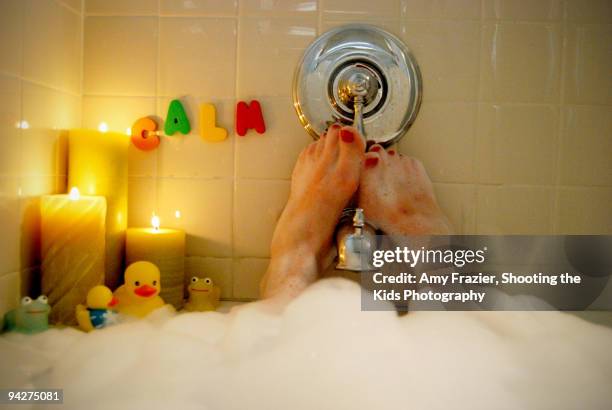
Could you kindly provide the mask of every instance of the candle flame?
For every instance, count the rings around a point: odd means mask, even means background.
[[[70,195],[69,195],[70,199],[73,201],[78,201],[79,198],[81,198],[81,193],[79,192],[79,188],[77,187],[72,187],[72,189],[70,190]]]
[[[98,125],[98,131],[100,131],[100,132],[107,132],[108,131],[108,124],[105,123],[104,121],[102,121],[100,123],[100,125]]]
[[[151,218],[151,226],[153,226],[153,229],[156,231],[159,231],[159,216],[153,215]]]

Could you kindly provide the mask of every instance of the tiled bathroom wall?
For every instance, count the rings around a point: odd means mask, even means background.
[[[612,232],[612,4],[560,0],[87,0],[83,125],[163,120],[172,98],[193,122],[131,152],[130,225],[158,213],[188,233],[188,274],[212,276],[226,298],[257,297],[309,143],[293,70],[318,34],[355,21],[418,59],[424,100],[400,149],[423,160],[458,232]],[[236,101],[253,98],[268,130],[237,137]],[[216,104],[227,141],[200,139],[202,102]]]
[[[0,1],[0,317],[37,290],[39,197],[64,191],[62,130],[81,122],[82,23],[80,0]]]
[[[4,1],[2,7],[25,10],[32,3],[43,4],[36,13],[45,18],[58,7],[62,15],[79,16],[78,2]],[[424,99],[400,150],[423,160],[457,232],[612,233],[611,1],[85,0],[83,9],[82,101],[74,108],[82,110],[82,126],[105,122],[125,132],[147,115],[163,126],[169,101],[180,98],[194,130],[163,137],[154,152],[131,150],[129,224],[146,226],[155,212],[162,225],[185,229],[188,275],[213,277],[225,298],[257,297],[293,163],[310,142],[290,98],[297,60],[317,35],[348,22],[381,26],[413,50]],[[14,24],[11,19],[0,30]],[[61,36],[36,35],[61,44],[72,34],[78,38],[78,31],[61,27]],[[11,115],[25,115],[15,111],[21,103],[33,116],[65,105],[40,98],[26,104],[24,84],[50,86],[53,98],[78,99],[81,89],[70,87],[80,81],[64,78],[72,51],[46,42],[44,50],[34,48],[44,62],[24,57],[23,71],[14,73],[0,63],[18,95],[13,105],[0,102],[3,110],[13,107],[3,114],[7,133],[27,134],[10,128]],[[235,104],[251,99],[261,102],[267,131],[238,137]],[[202,102],[216,105],[228,140],[200,139]],[[15,138],[25,144],[25,137]],[[3,173],[3,192],[19,185],[21,172],[42,172],[52,163],[44,155],[48,144],[19,147],[13,149],[42,159],[20,160],[18,177]],[[0,155],[6,158],[0,166],[16,158]],[[62,173],[54,172],[49,176]],[[7,207],[11,198],[3,196]],[[20,205],[9,208],[21,212],[27,201],[15,200]],[[0,252],[15,246],[7,244]]]

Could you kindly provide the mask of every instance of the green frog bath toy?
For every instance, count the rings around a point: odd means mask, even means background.
[[[20,333],[39,333],[49,329],[49,300],[40,295],[36,300],[26,296],[21,299],[21,306],[4,315],[4,330]]]
[[[215,286],[212,279],[200,279],[194,276],[191,278],[187,290],[189,291],[189,300],[185,304],[185,310],[188,312],[206,312],[216,310],[219,306],[221,289],[219,286]]]

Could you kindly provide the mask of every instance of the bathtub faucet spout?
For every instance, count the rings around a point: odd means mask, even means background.
[[[374,270],[372,252],[376,245],[376,231],[366,222],[363,209],[347,208],[342,213],[336,231],[338,247],[337,269],[364,272]]]

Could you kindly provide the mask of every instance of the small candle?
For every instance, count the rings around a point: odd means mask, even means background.
[[[68,186],[77,187],[82,194],[106,197],[105,282],[114,289],[123,277],[130,138],[108,132],[106,123],[98,128],[100,131],[70,130]]]
[[[153,215],[150,228],[129,228],[126,237],[127,265],[149,261],[161,273],[160,296],[175,308],[183,307],[185,276],[185,231],[160,228],[159,217]]]
[[[41,199],[41,287],[53,323],[76,324],[74,309],[104,281],[106,200],[81,195]]]

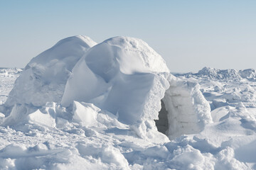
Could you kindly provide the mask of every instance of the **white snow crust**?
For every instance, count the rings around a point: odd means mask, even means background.
[[[5,106],[59,103],[74,65],[95,45],[88,37],[70,37],[32,59],[16,79]]]
[[[255,73],[174,76],[141,40],[64,39],[0,68],[0,169],[255,169]]]

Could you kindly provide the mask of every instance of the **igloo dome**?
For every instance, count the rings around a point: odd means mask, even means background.
[[[54,119],[60,115],[91,126],[99,113],[110,113],[137,136],[164,142],[166,136],[201,132],[212,121],[209,103],[199,89],[198,84],[170,74],[163,58],[140,39],[115,37],[96,45],[87,37],[71,37],[28,64],[5,103],[18,106],[10,116],[6,114],[2,125],[19,121],[21,110],[28,118],[23,120],[38,123],[37,116],[45,115],[36,111],[31,115],[35,108],[55,102],[53,106],[65,108],[58,112],[65,111],[54,118],[49,114],[48,126],[53,123],[55,127]]]
[[[46,102],[60,102],[72,69],[95,45],[86,36],[70,37],[33,58],[16,79],[5,106],[41,106]]]

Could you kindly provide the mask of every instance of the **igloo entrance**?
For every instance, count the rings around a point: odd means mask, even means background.
[[[200,132],[211,117],[199,85],[182,81],[170,85],[161,100],[159,120],[154,120],[158,131],[170,139]]]
[[[165,108],[164,103],[161,100],[161,110],[159,112],[159,120],[154,120],[157,130],[166,135],[169,128],[167,110]]]

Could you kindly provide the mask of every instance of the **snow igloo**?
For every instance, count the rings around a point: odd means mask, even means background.
[[[95,44],[85,36],[72,37],[33,59],[6,107],[54,101],[68,108],[87,103],[115,115],[147,139],[197,133],[212,121],[199,85],[171,74],[143,40],[115,37]]]

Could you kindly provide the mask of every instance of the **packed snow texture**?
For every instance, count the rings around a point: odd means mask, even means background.
[[[59,103],[74,65],[95,45],[85,36],[70,37],[32,59],[16,79],[5,106]]]
[[[21,74],[0,106],[0,169],[256,169],[254,69],[174,76],[125,37],[50,50],[0,69],[1,103]]]

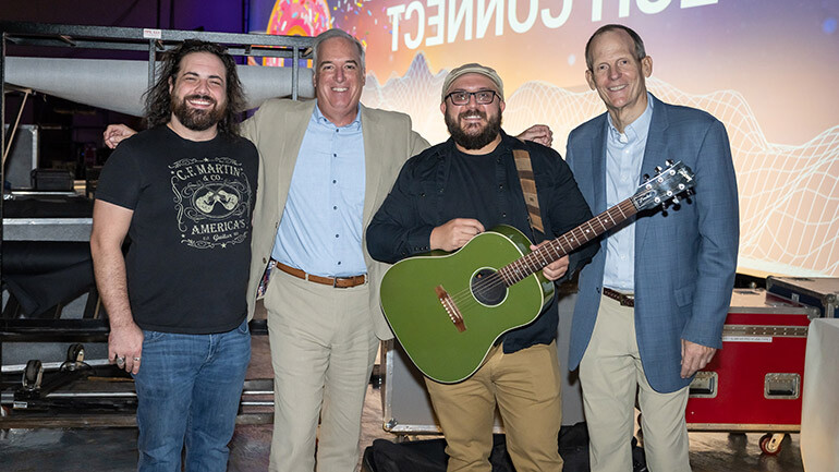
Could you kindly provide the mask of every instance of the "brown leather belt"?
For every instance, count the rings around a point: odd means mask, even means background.
[[[603,288],[603,294],[620,302],[622,306],[635,306],[635,295],[621,293],[608,287]]]
[[[337,289],[349,289],[350,287],[357,287],[367,281],[367,276],[361,275],[361,276],[353,276],[353,277],[320,277],[320,276],[313,276],[312,274],[306,274],[303,270],[287,266],[285,264],[279,263],[277,261],[273,262],[275,267],[282,270],[283,273],[294,276],[299,279],[308,280],[309,282],[315,283],[323,283],[325,286],[332,286]]]

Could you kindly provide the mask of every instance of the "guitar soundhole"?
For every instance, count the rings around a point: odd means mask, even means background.
[[[504,301],[507,286],[493,269],[481,269],[472,276],[472,294],[484,305],[495,306]]]

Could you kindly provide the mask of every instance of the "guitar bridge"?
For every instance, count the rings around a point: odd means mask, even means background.
[[[437,299],[442,304],[443,310],[446,310],[446,313],[449,314],[449,318],[451,319],[451,323],[454,324],[454,326],[458,328],[458,331],[463,332],[466,330],[466,325],[463,323],[463,316],[460,314],[460,310],[458,310],[458,305],[454,304],[454,300],[449,296],[449,292],[446,291],[446,289],[442,288],[442,286],[437,286],[434,288],[434,291],[437,292]]]

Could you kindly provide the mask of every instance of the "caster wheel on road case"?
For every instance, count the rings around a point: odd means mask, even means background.
[[[61,364],[61,371],[75,371],[85,365],[85,347],[78,342],[70,344],[66,350],[66,361]]]
[[[44,378],[44,366],[40,361],[33,359],[26,363],[26,368],[23,371],[23,388],[28,391],[40,389],[40,380]]]
[[[66,362],[84,362],[85,347],[78,342],[70,344],[66,350]]]
[[[761,450],[767,456],[776,456],[781,451],[785,433],[766,433],[761,436]]]

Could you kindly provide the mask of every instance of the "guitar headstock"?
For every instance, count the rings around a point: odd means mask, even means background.
[[[678,203],[678,195],[693,187],[693,171],[690,167],[682,161],[673,164],[671,160],[667,160],[666,164],[667,169],[657,167],[655,176],[649,179],[645,176],[644,183],[630,197],[639,211],[665,205],[670,201]]]

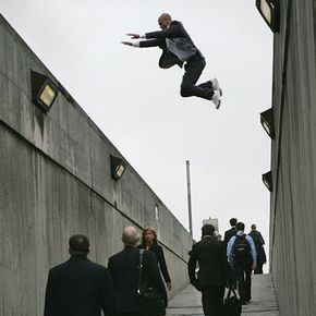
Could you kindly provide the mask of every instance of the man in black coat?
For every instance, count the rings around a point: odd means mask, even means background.
[[[109,271],[119,297],[121,316],[138,316],[139,240],[134,227],[126,227],[122,234],[124,250],[109,258]],[[143,255],[142,284],[160,290],[167,305],[167,293],[155,254],[145,251]],[[148,315],[149,316],[149,315]]]
[[[193,245],[189,259],[189,277],[190,282],[202,292],[204,315],[223,316],[224,288],[231,282],[231,275],[224,243],[218,241],[214,232],[212,224],[202,228],[202,240]]]
[[[238,223],[238,219],[236,219],[236,218],[231,218],[231,219],[229,220],[229,222],[230,222],[231,229],[229,229],[229,230],[227,230],[227,231],[224,232],[224,238],[223,238],[223,242],[224,242],[226,246],[227,246],[229,240],[230,240],[233,235],[236,234],[235,224]]]
[[[118,316],[110,274],[87,258],[87,236],[73,235],[69,246],[71,258],[49,271],[45,316]]]
[[[162,54],[159,66],[168,69],[174,64],[182,68],[184,64],[185,73],[181,83],[181,96],[196,96],[207,100],[212,100],[216,109],[220,107],[221,89],[217,78],[196,85],[205,65],[205,58],[196,48],[187,32],[179,21],[172,21],[169,13],[162,13],[158,19],[161,31],[139,34],[127,34],[132,39],[146,38],[137,42],[122,41],[124,45],[134,47],[159,47]]]

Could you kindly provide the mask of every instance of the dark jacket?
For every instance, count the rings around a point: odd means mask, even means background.
[[[199,269],[196,278],[197,263]],[[224,287],[227,281],[231,281],[224,243],[214,236],[204,236],[193,245],[187,269],[190,281],[197,290]]]
[[[84,255],[72,256],[49,271],[45,316],[119,315],[109,271]]]
[[[145,248],[145,247],[143,245],[139,245],[138,248]],[[156,242],[156,243],[153,243],[153,245],[148,248],[148,251],[153,252],[156,255],[156,259],[159,264],[159,268],[160,268],[161,274],[163,276],[165,282],[166,283],[171,282],[162,247],[159,246]]]
[[[230,239],[236,234],[236,229],[234,227],[232,227],[231,229],[227,230],[224,232],[224,236],[223,236],[223,242],[227,246],[228,242],[230,241]]]
[[[111,274],[114,290],[119,297],[121,313],[137,313],[139,250],[127,246],[122,252],[109,258],[109,271]],[[143,257],[143,285],[155,287],[166,297],[165,284],[158,270],[158,264],[151,252],[145,251]]]
[[[184,61],[197,52],[203,57],[179,21],[172,21],[169,27],[162,31],[146,33],[146,39],[139,42],[139,47],[158,46],[162,49],[159,59],[159,66],[162,69],[174,64],[182,66]]]

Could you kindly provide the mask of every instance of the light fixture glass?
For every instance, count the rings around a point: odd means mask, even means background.
[[[47,106],[50,107],[56,97],[56,92],[50,85],[46,85],[42,89],[42,93],[39,96],[39,99]]]
[[[280,28],[279,0],[256,0],[256,7],[274,33]]]
[[[110,155],[110,167],[112,179],[118,181],[123,175],[126,169],[126,163],[124,162],[123,159]]]
[[[48,112],[58,95],[57,85],[45,74],[31,70],[32,100]]]
[[[121,178],[124,171],[125,171],[125,167],[123,165],[119,165],[116,168],[117,178]]]
[[[274,109],[270,108],[260,113],[260,122],[267,134],[275,139],[275,119]]]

▶ _What needs to be done_:
Determine how many lines in the items above contain the string "snow". Give only the number.

▶ _Answer to this task_:
3